• [What the task asks] Return the rows below, unchanged, starting at the line that contains "Report the location of each instance of the stone" and ending at the line that contains "Query: stone column", including both of those lines.

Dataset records
--
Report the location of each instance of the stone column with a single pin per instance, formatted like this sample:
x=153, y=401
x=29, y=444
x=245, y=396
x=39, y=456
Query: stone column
--
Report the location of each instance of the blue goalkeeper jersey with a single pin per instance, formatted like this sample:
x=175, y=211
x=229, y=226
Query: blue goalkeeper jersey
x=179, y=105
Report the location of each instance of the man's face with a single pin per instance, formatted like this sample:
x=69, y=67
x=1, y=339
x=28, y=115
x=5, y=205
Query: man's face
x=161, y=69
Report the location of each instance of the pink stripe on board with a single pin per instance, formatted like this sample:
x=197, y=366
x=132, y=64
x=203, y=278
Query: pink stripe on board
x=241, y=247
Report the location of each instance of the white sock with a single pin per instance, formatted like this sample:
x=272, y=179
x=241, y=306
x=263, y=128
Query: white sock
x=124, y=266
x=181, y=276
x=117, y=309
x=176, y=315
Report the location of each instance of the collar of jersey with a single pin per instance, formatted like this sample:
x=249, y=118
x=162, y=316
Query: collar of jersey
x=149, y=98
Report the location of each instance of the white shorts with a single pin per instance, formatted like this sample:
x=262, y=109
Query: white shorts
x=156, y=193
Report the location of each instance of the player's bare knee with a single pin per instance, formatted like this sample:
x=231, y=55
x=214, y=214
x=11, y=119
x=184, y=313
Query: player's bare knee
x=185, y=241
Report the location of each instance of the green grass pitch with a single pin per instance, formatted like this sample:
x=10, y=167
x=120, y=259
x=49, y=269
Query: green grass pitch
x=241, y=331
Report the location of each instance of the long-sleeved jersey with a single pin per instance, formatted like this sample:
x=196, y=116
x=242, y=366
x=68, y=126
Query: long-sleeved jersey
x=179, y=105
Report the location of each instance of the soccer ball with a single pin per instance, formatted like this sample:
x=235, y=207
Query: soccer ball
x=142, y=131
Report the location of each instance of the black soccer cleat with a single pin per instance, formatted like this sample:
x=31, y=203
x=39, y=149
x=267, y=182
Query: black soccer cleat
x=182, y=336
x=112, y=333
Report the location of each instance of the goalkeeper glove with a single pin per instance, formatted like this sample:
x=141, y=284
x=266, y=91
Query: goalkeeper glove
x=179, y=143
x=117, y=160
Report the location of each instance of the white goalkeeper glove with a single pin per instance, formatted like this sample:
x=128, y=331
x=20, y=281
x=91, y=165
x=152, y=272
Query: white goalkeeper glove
--
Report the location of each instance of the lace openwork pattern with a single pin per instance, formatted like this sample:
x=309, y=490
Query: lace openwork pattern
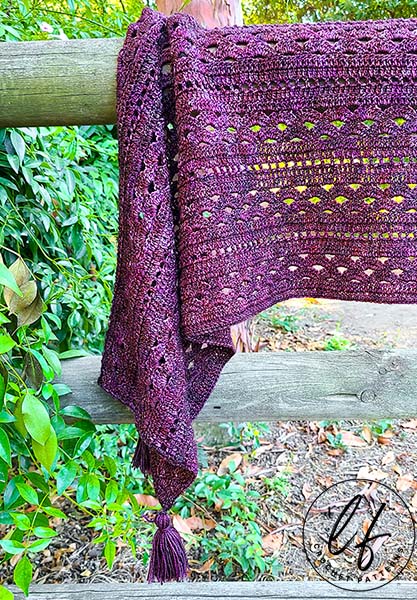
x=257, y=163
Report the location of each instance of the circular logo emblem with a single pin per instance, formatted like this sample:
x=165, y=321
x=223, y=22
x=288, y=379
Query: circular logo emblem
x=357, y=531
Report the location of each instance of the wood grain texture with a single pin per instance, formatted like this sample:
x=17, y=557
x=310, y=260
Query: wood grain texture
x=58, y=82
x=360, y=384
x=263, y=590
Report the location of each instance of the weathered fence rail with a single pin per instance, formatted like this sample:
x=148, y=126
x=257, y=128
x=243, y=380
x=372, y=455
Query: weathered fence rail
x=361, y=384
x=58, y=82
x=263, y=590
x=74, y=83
--
• [Result of this exercise]
Report the location of each instance of the stone column with a single pin per instance, formatted like this sample:
x=153, y=401
x=29, y=444
x=245, y=396
x=39, y=456
Query: stone column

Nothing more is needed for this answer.